■ **What needs to be done**:
Format everything in the records below, from the line containing "[point] every instance of the elephant leg" down to the last line, as a Markdown table with the columns Index and Entry. Give each line its own numbered row and leave out blank lines.

■ **Material shown**:

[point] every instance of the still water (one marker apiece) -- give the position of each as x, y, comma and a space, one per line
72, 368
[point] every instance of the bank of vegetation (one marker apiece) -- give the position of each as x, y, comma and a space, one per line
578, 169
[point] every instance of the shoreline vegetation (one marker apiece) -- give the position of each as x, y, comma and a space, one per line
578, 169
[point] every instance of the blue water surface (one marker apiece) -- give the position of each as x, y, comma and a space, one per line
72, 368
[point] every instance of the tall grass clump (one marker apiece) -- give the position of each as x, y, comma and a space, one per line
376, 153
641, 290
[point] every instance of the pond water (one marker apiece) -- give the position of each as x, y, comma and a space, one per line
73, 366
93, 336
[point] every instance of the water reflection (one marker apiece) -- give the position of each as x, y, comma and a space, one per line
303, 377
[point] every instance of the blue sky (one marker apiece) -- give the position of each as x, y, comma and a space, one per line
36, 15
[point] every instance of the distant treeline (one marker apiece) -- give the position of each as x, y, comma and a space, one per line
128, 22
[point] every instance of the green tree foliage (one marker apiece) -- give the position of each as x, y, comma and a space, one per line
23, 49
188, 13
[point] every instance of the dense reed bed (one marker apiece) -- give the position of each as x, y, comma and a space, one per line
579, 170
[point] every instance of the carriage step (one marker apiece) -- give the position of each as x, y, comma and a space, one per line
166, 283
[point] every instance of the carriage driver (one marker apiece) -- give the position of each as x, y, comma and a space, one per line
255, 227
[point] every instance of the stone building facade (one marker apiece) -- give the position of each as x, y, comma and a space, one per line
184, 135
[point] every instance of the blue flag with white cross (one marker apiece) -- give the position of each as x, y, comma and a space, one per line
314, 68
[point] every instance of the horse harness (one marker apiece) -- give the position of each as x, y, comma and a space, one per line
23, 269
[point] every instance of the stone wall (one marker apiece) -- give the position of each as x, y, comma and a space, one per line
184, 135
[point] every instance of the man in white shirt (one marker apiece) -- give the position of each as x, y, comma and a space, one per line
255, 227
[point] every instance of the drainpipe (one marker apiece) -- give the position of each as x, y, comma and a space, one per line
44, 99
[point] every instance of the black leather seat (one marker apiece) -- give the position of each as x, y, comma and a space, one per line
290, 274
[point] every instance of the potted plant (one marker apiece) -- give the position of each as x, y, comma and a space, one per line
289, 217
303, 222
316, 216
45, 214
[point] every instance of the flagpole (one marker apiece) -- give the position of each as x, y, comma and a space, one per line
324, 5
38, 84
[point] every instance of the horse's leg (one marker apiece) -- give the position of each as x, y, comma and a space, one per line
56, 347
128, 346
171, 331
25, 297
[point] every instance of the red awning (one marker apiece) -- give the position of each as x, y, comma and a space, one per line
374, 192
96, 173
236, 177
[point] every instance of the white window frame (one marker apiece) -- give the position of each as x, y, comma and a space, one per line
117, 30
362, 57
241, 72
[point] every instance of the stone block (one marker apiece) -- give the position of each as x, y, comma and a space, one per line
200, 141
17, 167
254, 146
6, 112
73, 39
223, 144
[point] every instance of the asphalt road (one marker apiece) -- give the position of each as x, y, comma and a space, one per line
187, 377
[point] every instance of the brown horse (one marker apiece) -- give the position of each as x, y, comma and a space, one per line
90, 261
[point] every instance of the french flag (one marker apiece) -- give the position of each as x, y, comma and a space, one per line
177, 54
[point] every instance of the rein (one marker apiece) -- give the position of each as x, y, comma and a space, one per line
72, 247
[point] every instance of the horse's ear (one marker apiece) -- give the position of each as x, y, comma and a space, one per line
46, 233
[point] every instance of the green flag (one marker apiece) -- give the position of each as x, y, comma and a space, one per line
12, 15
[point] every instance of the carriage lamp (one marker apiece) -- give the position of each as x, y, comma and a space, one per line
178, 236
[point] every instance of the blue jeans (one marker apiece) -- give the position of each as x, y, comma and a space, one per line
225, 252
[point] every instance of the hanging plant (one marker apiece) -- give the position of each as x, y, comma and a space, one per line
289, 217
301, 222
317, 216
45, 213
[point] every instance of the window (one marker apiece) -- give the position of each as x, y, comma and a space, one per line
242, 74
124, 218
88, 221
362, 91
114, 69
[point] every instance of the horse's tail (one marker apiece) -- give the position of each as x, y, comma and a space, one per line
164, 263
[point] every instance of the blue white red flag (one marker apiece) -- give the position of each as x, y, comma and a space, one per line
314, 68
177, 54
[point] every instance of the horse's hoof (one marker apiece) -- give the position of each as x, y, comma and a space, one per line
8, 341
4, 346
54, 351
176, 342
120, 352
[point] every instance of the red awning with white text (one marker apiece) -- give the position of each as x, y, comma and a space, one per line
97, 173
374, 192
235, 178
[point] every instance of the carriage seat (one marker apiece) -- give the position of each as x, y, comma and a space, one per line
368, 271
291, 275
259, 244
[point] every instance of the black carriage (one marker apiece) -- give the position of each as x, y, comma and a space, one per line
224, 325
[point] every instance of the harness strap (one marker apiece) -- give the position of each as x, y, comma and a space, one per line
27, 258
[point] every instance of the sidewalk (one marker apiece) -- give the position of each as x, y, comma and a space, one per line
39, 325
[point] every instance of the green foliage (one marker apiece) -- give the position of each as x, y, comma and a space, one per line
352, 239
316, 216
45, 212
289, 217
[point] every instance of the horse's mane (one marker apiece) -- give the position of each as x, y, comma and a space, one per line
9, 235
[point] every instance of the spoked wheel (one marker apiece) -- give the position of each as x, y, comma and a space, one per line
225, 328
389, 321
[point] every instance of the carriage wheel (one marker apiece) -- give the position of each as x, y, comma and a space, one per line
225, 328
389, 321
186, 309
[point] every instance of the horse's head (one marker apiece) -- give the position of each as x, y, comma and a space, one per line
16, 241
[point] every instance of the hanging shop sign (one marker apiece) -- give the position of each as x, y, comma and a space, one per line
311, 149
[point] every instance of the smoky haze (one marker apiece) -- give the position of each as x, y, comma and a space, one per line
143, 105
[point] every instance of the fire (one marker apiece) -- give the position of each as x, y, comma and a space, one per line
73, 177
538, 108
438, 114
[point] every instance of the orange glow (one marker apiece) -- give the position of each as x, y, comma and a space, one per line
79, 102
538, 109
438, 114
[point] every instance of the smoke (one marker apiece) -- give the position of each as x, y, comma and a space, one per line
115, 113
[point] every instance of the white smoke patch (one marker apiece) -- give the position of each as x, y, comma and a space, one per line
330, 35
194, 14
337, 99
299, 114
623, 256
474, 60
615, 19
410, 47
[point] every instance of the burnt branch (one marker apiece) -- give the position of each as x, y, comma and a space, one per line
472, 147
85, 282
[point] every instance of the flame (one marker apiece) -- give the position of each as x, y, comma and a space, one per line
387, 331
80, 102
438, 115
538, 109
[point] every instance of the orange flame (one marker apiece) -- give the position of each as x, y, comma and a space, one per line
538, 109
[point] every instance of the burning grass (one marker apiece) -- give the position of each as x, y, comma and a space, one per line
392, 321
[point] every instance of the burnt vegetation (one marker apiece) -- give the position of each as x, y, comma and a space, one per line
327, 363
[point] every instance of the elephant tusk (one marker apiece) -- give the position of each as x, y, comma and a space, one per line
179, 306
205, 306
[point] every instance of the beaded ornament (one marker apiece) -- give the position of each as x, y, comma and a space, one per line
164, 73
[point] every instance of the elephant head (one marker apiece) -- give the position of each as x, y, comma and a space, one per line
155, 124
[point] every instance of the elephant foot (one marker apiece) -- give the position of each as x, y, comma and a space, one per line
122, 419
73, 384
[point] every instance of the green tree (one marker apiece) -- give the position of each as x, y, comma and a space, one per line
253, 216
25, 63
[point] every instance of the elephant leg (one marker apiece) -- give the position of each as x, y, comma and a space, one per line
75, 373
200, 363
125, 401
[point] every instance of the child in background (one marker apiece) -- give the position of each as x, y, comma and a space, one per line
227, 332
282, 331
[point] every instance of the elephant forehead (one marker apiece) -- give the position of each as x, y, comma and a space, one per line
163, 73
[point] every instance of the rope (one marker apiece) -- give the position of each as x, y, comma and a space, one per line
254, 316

■ **Exercise answer**:
| Index | Entry |
|---|---|
| 1 | [point] every instance of the elephant leg (one marker apiece) -- give the position of each as x, y, comma and a space, one per line |
| 2 | 75, 373 |
| 3 | 200, 363 |
| 4 | 125, 401 |
| 5 | [point] every instance of the child in background (one marker apiece) -- give the position of each as x, y, comma and a space, one per line |
| 6 | 227, 332 |
| 7 | 282, 331 |
| 8 | [point] every instance of the elephant forehead (one marker apiece) -- give the position of each as x, y, comma and a space, one per line |
| 9 | 163, 73 |
| 10 | [point] every instance of the rope (one marker apiece) -- give the position of each as x, y, comma and a space, one per line |
| 11 | 254, 316 |